- Exercise aim -
Write out the data word for word, starting at its first line and ending with the line that contains "588 260 L 610", including both of those lines.

** start of Source data **

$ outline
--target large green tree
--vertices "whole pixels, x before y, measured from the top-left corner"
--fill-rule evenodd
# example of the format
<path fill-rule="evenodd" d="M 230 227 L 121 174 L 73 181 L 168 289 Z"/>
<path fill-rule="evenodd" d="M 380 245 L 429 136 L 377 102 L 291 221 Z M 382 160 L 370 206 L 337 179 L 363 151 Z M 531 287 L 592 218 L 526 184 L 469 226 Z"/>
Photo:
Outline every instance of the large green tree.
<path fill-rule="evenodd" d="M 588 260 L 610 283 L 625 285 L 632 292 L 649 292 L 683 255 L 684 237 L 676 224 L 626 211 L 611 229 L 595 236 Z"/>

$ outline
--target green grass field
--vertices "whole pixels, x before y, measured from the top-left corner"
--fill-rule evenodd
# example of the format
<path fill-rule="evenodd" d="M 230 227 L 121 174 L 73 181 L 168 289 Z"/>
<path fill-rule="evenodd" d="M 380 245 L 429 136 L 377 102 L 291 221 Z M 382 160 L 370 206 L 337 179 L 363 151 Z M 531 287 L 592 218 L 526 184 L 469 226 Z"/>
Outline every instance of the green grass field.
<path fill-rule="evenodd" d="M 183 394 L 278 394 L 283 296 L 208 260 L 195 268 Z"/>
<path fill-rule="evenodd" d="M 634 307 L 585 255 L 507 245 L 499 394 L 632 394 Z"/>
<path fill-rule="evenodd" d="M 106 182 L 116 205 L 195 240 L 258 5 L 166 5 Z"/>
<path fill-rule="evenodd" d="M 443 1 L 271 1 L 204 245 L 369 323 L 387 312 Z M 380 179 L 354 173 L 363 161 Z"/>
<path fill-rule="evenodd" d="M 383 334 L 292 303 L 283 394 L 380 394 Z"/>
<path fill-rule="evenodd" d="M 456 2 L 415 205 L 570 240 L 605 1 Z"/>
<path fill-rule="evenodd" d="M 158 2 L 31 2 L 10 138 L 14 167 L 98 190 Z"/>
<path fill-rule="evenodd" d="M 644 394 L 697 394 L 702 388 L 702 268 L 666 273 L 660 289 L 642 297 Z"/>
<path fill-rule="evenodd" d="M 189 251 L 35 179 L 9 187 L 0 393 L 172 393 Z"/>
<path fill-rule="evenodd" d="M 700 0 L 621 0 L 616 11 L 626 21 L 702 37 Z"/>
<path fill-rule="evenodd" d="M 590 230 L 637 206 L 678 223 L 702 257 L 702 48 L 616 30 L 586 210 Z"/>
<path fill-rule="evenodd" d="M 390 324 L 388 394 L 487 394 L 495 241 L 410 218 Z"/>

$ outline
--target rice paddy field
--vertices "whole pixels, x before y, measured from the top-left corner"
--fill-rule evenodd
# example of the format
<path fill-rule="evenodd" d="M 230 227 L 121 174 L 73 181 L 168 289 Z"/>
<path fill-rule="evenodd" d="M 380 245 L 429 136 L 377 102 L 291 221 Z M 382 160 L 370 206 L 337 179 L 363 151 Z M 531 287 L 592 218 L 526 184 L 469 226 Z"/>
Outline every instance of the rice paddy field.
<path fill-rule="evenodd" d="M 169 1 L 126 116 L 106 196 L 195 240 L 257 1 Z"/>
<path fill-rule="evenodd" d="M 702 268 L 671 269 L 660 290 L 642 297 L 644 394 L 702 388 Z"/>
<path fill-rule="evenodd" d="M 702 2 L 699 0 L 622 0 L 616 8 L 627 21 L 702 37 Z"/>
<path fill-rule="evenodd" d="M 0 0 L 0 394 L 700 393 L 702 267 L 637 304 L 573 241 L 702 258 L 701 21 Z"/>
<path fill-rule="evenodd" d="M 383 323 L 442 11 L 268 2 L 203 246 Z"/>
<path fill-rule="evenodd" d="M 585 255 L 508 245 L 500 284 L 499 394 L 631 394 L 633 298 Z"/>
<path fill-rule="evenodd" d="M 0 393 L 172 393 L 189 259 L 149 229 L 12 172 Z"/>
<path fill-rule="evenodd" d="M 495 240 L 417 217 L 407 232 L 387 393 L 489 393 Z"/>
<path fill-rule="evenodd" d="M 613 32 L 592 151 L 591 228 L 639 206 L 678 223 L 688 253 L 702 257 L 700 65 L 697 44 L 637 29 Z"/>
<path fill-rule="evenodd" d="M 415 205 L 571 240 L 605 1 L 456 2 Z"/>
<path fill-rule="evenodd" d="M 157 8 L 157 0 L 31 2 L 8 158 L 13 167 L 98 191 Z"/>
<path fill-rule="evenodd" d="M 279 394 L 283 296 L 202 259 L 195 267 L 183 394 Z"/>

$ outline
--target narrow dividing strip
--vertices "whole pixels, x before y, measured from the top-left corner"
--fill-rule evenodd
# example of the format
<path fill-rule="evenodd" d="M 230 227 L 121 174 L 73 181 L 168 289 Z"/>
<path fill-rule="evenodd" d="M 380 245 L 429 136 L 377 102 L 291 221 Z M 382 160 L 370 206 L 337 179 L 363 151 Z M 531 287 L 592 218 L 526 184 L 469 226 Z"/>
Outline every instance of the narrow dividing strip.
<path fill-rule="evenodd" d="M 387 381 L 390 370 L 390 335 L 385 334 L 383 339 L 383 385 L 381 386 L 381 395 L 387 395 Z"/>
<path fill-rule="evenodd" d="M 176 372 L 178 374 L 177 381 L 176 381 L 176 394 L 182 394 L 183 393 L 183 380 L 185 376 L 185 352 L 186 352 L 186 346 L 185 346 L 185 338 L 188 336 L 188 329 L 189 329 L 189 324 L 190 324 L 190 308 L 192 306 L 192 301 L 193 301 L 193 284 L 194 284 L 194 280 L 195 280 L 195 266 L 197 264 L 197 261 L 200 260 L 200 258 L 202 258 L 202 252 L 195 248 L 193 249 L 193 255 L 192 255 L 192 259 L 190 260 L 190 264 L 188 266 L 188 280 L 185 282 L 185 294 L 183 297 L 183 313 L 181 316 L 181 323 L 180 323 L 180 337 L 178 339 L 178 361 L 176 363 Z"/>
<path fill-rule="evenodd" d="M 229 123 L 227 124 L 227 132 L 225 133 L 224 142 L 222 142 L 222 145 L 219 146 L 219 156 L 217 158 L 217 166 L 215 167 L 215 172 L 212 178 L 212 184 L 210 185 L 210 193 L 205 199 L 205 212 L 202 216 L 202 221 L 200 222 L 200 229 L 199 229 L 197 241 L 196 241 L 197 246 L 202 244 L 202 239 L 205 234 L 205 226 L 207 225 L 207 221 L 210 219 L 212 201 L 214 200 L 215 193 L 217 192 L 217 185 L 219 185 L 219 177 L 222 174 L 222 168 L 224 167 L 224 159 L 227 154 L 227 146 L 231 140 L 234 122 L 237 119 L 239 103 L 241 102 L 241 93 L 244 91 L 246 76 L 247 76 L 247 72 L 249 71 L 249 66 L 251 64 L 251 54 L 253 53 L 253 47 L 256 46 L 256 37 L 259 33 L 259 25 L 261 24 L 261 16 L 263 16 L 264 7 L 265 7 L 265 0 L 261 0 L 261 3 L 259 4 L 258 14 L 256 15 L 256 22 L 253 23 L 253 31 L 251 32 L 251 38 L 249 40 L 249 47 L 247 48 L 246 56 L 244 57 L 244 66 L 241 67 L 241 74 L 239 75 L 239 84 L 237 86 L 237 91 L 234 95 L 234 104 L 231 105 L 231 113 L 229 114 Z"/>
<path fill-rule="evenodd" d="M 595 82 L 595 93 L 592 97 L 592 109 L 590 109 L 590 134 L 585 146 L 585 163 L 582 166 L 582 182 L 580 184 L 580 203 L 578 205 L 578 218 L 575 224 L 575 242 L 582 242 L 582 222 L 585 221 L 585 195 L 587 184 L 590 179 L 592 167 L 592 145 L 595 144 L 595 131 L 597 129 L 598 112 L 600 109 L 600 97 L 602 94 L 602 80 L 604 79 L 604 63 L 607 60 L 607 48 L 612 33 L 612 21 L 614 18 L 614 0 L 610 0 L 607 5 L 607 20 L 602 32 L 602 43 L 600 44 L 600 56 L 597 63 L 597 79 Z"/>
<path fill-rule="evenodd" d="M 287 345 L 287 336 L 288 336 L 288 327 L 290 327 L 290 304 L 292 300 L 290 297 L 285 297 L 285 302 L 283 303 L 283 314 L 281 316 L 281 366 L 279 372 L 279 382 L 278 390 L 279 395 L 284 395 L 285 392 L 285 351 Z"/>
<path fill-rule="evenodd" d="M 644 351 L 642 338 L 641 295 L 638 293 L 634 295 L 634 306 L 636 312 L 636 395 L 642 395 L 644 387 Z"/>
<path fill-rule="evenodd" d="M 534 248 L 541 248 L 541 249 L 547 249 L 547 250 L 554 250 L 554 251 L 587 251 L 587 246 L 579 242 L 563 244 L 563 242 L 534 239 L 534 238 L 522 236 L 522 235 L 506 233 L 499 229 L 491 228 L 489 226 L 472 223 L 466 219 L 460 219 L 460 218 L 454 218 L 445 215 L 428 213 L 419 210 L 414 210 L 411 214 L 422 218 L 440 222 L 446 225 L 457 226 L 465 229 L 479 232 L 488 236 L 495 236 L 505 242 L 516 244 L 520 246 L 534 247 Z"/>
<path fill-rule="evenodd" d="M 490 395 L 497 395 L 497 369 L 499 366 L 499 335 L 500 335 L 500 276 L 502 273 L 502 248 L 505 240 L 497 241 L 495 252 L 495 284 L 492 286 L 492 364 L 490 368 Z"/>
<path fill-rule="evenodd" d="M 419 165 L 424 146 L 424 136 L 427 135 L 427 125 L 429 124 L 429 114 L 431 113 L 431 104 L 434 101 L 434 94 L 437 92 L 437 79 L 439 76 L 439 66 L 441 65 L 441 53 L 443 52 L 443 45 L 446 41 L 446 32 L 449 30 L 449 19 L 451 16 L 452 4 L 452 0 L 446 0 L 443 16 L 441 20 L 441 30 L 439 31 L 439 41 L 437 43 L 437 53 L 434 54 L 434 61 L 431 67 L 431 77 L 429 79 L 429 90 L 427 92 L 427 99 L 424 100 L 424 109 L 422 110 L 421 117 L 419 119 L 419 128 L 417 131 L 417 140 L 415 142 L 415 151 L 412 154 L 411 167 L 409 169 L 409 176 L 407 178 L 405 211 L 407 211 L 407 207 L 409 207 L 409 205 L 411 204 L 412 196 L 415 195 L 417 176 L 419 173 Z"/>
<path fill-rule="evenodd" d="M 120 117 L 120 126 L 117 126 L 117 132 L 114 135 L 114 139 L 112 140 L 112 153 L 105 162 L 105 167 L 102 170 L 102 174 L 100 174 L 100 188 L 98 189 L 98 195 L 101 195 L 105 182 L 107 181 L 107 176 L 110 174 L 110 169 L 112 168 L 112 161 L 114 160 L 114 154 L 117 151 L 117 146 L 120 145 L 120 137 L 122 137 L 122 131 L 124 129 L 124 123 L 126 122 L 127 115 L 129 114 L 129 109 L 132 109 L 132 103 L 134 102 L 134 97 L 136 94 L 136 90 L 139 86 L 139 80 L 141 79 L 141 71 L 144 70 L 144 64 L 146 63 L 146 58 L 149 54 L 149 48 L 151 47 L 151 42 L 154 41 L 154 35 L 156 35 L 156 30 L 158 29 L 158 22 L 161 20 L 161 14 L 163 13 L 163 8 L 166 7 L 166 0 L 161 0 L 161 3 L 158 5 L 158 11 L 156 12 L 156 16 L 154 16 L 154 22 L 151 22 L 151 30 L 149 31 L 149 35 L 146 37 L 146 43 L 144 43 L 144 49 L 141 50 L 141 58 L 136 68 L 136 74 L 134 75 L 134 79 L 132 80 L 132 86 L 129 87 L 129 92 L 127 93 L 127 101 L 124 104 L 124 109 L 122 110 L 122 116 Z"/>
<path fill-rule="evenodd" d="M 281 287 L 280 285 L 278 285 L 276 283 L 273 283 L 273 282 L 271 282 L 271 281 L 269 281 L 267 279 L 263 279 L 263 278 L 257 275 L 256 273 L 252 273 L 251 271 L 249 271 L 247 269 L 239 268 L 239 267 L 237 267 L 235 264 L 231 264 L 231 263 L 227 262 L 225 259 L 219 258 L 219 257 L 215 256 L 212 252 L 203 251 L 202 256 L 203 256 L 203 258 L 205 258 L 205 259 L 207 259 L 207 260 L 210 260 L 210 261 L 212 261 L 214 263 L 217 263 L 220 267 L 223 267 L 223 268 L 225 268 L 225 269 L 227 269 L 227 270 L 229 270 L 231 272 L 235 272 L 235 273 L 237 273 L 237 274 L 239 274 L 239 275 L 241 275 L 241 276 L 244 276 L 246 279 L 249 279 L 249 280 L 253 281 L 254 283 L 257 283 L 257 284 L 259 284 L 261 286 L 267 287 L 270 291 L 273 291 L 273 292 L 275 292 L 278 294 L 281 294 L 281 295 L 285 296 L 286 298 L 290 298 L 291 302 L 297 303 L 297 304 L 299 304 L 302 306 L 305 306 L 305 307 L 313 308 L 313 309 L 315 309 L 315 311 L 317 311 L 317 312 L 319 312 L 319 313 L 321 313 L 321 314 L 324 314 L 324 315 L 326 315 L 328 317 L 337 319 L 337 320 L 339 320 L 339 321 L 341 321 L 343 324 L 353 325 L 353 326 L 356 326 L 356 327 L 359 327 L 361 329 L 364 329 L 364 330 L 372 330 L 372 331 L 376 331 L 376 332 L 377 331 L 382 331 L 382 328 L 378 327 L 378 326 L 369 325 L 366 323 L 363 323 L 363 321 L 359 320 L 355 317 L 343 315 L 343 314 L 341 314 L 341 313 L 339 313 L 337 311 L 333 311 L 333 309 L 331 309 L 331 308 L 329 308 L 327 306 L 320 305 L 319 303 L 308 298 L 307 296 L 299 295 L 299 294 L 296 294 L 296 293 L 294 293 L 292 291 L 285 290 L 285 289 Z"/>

** end of Source data **

- Answer to this exercise -
$ outline
--target large green tree
--vertices "whole pixels, x before y, measured from the top-left corner"
--fill-rule evenodd
# example of the format
<path fill-rule="evenodd" d="M 230 227 L 121 174 L 73 181 L 168 289 Z"/>
<path fill-rule="evenodd" d="M 380 245 L 429 136 L 377 102 L 291 221 Z M 382 160 L 370 206 L 337 179 L 363 151 Z M 531 287 L 592 218 L 526 184 L 469 226 Z"/>
Photo:
Outline every instance of the large green tree.
<path fill-rule="evenodd" d="M 588 260 L 610 283 L 625 285 L 632 292 L 649 292 L 683 255 L 684 237 L 676 224 L 626 211 L 611 229 L 595 236 Z"/>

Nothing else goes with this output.